*Task statement:*
Could you reproduce, word for word, everything in the data below from the line containing "Which region of the image contains the twig?" down to the line containing "top-left (87, 256), bottom-right (333, 339)", with both of those lines included?

++++ Data shown

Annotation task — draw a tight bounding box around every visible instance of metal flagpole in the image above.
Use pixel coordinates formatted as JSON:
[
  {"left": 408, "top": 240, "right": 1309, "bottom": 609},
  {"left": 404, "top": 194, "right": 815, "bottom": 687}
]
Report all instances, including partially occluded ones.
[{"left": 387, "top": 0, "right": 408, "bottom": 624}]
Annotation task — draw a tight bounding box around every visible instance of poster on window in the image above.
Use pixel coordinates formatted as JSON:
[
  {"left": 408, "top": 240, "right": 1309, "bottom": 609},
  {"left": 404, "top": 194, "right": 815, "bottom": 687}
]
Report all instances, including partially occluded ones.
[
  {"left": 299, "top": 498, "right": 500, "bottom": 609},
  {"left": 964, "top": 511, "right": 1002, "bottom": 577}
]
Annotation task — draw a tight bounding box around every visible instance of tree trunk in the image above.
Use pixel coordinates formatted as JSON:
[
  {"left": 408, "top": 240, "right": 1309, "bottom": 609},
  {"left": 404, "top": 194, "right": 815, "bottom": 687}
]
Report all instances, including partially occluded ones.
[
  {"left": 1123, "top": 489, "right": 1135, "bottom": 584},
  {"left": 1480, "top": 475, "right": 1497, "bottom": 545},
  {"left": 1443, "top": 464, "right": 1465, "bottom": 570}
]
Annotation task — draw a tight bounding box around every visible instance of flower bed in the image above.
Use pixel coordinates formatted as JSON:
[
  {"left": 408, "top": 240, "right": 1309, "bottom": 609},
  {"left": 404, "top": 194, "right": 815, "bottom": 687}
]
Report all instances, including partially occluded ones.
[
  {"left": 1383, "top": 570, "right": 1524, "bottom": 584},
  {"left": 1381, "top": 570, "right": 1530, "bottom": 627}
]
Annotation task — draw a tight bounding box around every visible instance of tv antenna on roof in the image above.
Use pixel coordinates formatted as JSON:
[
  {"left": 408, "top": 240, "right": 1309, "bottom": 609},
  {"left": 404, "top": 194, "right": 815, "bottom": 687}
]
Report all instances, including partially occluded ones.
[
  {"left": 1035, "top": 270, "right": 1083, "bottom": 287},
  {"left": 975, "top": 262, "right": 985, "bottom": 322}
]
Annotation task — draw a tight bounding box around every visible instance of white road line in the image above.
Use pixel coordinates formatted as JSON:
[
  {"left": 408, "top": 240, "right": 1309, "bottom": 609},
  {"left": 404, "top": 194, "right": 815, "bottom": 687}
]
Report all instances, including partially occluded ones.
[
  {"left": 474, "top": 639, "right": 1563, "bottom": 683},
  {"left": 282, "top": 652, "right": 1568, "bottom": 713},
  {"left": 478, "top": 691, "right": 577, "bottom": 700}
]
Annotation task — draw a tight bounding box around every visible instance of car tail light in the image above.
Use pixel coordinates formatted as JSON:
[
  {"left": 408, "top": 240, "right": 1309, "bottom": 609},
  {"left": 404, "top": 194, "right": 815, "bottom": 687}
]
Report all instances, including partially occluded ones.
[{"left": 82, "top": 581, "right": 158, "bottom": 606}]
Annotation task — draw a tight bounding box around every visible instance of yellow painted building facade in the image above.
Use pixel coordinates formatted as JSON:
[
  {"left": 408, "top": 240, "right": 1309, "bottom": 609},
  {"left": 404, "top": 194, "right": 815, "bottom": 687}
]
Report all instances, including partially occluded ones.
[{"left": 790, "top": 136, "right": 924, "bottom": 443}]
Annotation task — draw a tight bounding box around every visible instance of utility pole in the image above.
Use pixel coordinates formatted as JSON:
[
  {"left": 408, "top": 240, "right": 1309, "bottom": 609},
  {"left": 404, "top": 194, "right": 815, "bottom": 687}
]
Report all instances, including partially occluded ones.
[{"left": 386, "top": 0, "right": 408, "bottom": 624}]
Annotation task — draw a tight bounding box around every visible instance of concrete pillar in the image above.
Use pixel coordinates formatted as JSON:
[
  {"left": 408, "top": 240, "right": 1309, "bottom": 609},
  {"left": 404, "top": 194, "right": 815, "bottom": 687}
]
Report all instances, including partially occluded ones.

++++++++
++++ Data shown

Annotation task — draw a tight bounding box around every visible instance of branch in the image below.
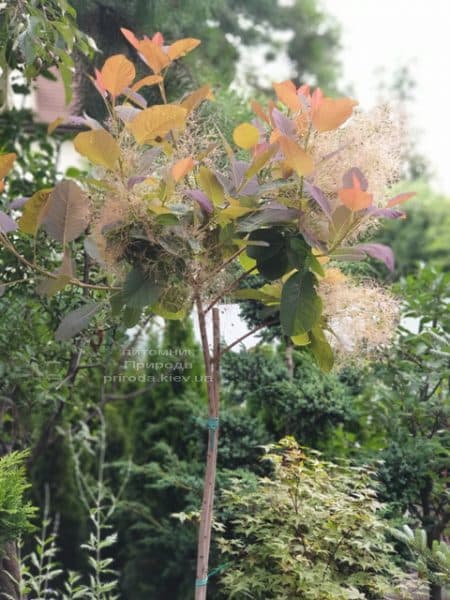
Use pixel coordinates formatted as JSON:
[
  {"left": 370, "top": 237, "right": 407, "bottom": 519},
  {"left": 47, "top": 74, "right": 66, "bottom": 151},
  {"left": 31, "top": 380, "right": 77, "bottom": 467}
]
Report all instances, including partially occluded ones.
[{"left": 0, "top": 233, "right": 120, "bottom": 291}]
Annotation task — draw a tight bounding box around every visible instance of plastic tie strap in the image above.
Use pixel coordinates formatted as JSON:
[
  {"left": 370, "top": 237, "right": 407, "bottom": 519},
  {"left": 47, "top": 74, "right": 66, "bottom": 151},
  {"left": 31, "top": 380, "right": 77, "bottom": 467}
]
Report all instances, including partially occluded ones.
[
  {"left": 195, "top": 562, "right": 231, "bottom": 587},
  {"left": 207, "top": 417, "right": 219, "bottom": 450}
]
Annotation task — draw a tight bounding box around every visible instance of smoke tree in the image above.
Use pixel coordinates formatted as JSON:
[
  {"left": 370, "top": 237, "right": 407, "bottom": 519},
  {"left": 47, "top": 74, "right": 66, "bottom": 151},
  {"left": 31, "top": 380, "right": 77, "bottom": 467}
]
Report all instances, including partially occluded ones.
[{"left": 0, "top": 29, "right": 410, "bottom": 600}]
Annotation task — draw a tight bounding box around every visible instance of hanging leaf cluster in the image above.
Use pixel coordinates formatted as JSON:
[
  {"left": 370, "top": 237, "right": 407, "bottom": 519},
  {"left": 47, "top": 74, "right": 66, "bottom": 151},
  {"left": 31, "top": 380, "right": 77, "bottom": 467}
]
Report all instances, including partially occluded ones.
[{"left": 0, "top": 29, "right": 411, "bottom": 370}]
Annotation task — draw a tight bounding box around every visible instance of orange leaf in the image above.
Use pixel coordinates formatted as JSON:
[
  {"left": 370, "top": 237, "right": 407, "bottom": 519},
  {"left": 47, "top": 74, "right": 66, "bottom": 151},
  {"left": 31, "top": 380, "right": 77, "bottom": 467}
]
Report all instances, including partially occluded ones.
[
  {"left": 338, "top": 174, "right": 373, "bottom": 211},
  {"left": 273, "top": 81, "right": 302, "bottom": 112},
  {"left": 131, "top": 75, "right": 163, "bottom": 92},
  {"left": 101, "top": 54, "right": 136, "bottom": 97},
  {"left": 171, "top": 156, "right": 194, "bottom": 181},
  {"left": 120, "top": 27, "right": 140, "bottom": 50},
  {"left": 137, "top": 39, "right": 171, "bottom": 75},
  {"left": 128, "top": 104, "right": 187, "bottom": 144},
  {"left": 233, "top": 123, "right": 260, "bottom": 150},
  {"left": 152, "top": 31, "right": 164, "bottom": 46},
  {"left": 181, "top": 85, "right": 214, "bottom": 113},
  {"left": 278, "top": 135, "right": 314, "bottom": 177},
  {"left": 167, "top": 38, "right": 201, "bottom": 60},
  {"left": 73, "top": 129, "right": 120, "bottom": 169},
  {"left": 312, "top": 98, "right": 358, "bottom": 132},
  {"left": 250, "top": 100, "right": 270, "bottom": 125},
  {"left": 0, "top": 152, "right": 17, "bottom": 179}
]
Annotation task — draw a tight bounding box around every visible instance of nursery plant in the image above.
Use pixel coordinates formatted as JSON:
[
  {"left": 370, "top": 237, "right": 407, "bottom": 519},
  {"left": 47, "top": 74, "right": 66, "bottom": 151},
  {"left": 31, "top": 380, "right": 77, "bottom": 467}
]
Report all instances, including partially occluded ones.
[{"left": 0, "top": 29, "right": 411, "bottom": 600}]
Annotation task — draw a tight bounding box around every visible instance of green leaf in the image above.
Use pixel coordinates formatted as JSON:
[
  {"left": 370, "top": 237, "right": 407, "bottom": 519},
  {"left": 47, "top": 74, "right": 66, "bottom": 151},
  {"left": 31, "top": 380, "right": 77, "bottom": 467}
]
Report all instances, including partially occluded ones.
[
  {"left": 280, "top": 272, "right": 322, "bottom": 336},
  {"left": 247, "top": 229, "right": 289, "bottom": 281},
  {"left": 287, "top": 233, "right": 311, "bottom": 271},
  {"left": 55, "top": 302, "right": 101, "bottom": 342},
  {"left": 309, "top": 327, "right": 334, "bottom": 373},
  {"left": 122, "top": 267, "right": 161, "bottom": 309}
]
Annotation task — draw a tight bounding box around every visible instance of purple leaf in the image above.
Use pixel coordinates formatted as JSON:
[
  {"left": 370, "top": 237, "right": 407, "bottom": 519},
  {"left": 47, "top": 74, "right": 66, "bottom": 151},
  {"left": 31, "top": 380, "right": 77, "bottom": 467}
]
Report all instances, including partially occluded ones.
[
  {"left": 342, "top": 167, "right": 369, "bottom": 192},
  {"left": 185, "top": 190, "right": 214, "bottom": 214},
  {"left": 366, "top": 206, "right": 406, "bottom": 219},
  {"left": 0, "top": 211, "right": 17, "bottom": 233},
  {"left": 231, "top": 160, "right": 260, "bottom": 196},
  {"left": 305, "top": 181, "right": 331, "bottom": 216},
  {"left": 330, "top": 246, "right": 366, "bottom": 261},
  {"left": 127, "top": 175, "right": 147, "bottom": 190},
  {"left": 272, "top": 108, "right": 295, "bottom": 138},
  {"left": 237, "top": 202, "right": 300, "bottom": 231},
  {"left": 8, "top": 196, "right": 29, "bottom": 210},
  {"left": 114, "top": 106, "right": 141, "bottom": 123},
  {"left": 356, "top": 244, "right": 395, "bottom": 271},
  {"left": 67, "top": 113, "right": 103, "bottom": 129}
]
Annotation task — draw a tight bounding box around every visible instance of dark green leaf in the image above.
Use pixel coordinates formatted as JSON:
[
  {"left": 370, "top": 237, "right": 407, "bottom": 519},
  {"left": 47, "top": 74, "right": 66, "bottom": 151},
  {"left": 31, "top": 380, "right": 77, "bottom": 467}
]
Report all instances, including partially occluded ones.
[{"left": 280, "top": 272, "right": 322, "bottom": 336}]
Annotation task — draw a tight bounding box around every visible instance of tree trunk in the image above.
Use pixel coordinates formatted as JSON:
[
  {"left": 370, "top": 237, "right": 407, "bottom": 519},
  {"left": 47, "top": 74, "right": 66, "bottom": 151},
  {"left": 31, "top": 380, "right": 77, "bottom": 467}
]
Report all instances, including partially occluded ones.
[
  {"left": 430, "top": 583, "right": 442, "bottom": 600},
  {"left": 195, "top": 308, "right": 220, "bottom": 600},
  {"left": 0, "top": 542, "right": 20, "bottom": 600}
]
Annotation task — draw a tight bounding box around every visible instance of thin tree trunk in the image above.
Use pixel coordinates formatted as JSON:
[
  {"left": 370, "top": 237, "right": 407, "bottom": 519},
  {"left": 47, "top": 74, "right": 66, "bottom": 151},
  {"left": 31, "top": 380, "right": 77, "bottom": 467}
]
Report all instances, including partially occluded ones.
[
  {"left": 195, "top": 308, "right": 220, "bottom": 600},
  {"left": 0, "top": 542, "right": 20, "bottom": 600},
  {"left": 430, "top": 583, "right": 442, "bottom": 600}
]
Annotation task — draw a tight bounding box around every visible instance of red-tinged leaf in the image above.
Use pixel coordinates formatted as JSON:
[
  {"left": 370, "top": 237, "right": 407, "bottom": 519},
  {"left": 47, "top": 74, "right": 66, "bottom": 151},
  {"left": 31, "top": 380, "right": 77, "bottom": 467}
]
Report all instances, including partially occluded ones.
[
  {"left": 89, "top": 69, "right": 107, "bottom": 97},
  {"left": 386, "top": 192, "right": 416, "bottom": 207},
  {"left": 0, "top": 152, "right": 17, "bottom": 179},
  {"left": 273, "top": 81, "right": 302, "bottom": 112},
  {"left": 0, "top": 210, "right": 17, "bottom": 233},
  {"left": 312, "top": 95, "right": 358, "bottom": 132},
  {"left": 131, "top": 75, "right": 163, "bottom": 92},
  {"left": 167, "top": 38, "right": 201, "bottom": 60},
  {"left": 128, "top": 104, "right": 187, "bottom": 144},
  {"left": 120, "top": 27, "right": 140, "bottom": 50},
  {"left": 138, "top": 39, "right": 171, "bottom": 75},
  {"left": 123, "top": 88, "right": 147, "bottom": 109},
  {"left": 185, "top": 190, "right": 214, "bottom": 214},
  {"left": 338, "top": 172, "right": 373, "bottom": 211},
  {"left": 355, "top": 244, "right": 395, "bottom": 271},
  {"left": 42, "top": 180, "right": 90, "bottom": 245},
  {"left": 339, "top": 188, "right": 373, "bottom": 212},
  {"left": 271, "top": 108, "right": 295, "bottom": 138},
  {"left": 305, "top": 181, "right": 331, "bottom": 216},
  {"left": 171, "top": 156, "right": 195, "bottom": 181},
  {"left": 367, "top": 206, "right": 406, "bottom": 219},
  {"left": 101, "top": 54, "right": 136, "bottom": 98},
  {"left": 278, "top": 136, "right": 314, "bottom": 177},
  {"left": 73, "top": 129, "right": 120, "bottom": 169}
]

++++++++
++++ Data shown

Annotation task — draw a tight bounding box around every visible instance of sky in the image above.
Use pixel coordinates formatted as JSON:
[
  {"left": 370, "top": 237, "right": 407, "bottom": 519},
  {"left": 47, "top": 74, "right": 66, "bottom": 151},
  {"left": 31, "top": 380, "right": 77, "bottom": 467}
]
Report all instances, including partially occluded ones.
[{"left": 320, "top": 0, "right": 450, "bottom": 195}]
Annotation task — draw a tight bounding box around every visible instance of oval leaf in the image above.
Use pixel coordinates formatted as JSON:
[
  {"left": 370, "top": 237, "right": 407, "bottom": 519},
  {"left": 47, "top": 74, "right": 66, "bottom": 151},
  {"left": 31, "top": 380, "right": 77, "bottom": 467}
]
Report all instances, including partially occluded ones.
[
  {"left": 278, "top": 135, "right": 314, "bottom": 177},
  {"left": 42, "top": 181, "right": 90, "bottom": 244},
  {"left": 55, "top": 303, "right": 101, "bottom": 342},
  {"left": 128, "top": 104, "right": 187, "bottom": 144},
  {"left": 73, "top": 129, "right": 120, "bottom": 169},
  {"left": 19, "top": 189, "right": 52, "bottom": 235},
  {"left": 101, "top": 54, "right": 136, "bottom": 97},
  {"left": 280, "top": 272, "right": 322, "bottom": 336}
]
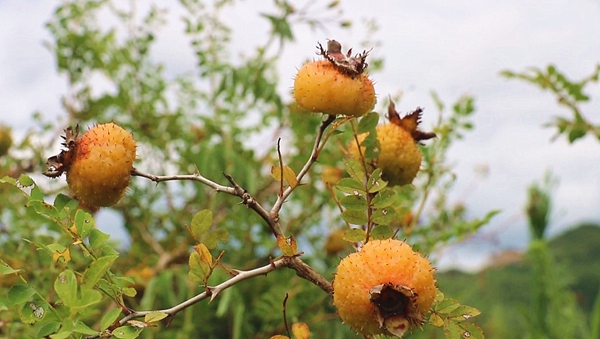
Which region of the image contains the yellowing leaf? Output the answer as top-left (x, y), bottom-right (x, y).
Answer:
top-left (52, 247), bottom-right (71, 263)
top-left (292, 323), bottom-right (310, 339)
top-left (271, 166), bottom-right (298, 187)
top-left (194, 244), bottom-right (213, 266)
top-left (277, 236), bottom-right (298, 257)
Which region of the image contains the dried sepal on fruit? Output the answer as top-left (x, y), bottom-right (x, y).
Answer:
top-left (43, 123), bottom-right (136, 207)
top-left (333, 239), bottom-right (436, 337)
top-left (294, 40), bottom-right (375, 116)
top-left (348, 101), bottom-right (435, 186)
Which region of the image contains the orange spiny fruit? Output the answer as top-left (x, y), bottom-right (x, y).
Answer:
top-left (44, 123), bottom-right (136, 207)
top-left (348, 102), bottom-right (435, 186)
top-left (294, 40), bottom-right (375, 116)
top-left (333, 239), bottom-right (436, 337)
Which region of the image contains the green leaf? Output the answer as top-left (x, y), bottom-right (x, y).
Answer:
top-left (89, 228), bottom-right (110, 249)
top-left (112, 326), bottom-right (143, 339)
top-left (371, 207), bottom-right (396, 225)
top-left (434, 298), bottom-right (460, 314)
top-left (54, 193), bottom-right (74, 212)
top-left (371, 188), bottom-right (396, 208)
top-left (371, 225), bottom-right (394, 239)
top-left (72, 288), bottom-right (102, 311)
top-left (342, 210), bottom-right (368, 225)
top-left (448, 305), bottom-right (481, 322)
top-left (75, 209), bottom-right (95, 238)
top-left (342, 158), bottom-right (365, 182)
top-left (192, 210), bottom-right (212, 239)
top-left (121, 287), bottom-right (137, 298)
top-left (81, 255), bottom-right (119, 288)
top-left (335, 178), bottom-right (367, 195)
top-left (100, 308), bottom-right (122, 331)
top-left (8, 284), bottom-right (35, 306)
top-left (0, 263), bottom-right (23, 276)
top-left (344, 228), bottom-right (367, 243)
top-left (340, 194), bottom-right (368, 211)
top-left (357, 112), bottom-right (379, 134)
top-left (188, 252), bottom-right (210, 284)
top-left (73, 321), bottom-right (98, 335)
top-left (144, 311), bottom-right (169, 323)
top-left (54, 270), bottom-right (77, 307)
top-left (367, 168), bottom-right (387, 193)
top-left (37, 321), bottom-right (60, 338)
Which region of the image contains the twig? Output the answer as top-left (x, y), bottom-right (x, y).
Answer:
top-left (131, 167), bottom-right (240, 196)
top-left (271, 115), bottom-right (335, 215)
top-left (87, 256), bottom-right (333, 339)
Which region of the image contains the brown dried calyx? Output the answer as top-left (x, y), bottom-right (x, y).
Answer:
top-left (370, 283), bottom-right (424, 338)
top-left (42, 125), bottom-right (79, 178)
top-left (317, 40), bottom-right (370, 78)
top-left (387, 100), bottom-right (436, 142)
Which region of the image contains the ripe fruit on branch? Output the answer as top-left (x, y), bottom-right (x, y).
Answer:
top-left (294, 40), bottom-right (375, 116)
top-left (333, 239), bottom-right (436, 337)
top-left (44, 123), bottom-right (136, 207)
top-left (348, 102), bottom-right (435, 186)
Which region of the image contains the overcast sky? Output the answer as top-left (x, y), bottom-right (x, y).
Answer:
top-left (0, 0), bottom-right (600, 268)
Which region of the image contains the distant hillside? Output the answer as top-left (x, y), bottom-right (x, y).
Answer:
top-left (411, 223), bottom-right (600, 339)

++++++++

*Response to this exercise:*
Which region of the image contains the twig? Output the answer as top-left (x, y), bottom-right (x, y).
Answer:
top-left (131, 167), bottom-right (240, 196)
top-left (271, 115), bottom-right (335, 215)
top-left (87, 256), bottom-right (333, 339)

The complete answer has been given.